> _Exercise prompt_:
Beginning with the line that contains "Annotation task: tag one point per instance of the bright", extract each line through the end of the listing below, with no additions or omissions.

┌─ Records

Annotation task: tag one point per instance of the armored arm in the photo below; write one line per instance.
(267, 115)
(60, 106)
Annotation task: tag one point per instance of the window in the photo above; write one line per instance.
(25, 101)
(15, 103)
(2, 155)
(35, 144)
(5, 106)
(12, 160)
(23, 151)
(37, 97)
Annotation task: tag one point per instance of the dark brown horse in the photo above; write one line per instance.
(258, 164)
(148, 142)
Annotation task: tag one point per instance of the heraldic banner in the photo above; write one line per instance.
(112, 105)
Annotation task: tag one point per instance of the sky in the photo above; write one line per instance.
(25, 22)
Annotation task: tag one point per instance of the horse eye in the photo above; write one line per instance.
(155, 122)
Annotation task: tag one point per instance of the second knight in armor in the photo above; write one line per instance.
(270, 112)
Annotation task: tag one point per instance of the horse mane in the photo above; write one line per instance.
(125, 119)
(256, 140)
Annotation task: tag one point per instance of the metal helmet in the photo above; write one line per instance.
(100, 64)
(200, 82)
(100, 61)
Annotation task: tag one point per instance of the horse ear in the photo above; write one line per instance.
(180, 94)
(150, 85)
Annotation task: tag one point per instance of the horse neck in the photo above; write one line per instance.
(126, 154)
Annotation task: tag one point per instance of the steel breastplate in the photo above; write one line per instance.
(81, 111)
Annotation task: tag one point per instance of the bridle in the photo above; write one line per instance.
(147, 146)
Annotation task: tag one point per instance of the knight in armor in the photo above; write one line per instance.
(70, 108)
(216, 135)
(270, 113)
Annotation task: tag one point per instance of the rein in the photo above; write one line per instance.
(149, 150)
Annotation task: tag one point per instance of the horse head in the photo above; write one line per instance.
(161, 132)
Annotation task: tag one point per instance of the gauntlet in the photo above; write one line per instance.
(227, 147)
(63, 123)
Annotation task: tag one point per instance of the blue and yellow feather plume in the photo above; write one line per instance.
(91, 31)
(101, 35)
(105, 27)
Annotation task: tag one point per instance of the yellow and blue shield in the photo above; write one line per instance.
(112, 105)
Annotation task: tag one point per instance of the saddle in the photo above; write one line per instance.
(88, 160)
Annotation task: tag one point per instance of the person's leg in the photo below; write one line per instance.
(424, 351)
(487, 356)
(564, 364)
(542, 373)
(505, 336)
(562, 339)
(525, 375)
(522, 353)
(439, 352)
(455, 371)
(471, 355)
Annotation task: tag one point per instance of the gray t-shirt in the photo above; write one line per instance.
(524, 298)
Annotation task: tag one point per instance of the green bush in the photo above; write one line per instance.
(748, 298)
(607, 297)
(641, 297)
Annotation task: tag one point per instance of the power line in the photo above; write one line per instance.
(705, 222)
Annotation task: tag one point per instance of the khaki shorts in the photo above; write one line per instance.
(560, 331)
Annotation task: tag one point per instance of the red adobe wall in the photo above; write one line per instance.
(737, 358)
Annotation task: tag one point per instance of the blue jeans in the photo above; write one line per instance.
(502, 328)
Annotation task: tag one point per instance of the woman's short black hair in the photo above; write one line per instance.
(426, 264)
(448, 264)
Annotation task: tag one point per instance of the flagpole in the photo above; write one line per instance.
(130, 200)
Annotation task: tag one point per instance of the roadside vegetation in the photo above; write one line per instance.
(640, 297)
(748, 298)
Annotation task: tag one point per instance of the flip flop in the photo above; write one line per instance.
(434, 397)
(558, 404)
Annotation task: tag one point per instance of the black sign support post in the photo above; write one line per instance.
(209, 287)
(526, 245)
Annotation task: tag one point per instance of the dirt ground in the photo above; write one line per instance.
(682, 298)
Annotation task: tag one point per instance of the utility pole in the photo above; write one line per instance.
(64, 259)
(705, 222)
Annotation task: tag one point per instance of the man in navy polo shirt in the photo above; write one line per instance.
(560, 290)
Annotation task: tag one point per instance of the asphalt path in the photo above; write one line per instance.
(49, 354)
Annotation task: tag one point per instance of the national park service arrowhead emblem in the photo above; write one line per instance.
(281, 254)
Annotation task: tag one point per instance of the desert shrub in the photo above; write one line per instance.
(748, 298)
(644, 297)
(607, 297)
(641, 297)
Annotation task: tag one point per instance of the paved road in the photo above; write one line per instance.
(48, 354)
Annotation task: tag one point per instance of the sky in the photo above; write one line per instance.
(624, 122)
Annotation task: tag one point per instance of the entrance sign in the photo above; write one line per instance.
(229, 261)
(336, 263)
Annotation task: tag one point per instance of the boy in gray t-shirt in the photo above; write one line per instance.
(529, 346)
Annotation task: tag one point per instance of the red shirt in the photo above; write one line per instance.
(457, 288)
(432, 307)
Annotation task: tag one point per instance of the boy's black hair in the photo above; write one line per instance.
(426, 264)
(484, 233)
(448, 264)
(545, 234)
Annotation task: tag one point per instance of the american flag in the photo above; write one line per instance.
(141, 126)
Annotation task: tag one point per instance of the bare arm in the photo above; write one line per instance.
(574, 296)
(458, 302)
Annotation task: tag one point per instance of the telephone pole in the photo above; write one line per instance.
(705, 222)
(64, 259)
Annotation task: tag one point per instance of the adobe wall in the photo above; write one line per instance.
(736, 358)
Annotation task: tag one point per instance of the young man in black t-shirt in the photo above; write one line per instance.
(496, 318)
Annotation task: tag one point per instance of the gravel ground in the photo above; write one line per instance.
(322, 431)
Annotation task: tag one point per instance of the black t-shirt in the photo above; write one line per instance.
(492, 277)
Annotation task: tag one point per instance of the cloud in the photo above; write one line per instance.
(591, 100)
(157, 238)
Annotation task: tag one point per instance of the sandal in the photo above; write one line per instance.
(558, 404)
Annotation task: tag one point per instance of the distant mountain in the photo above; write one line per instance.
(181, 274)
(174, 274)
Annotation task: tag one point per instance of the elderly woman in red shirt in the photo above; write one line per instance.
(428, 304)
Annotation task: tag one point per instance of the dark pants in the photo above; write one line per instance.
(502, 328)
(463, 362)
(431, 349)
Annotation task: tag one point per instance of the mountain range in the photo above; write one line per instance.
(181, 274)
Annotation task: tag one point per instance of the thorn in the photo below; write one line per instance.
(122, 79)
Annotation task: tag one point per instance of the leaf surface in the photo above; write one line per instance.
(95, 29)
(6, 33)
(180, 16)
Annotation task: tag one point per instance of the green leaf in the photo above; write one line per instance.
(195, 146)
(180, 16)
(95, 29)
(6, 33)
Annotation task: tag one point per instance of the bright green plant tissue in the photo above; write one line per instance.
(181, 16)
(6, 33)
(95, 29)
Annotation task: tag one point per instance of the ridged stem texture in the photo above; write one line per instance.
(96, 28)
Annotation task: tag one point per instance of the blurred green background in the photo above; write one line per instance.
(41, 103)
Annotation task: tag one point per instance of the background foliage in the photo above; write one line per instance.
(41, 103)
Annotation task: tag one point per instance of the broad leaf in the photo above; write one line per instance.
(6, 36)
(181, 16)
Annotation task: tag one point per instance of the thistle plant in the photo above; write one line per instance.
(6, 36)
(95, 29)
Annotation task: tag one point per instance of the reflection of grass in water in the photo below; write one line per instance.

└─

> _Solved exercise_:
Annotation task: tag one point per instance of the bright green plant tissue in the photo above; write one line per instance.
(181, 16)
(6, 33)
(95, 29)
Annotation task: tag one point per instance of the ridged stem texture in the photo above; write one line per instance.
(96, 28)
Annotation task: tag one point per instance of the blurred green background in the photo above; write one line per instance.
(41, 103)
Annotation task: tag one point per instance of the background foliage in the photo above; write one line per instance.
(41, 103)
Annotation task: tag one point per instance of the broad leaf in the photo above; write one line per instance.
(6, 36)
(181, 16)
Annotation task: tag one point per instance of the thistle plant in the photo above; write one line per instance.
(6, 36)
(95, 29)
Annotation task: tag one point per instance of the reflection of grass in water in the photo below; write one line per instance.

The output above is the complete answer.